» Brief: Rewrite every line of the records below as a numbered list, leaving out any blank lines.

» Task data:
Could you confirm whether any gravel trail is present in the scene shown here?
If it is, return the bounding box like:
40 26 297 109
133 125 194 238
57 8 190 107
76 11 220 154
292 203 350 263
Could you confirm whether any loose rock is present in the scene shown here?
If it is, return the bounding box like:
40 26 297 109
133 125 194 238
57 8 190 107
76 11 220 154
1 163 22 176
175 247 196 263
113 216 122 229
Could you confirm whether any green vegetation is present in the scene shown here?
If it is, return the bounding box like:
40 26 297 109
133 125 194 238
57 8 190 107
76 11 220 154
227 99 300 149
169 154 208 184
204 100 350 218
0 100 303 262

» Solution:
1. Could you confirm whether any gravel trail is present in the scene shown here?
2. If it is, return the bounding box like:
3. 40 26 297 109
4. 133 125 194 238
5. 57 8 190 107
6. 76 11 220 154
7. 292 203 350 263
8. Could you confirm whether any loose rock is present in the scene shown here?
9. If it is, return the bounding box like:
10. 40 26 297 109
11. 133 125 194 238
12. 57 8 190 107
13. 76 11 220 154
14. 1 163 22 176
15. 175 247 196 263
16. 113 216 122 229
17. Could you confirm whether any green vegetation is present in the scene shown here?
18. If it is, return the bounding box like:
19. 40 26 297 109
20. 133 125 194 238
21. 57 8 190 107
22. 76 11 220 154
23. 227 99 300 149
24. 169 154 208 184
25. 204 100 350 218
26. 0 100 303 262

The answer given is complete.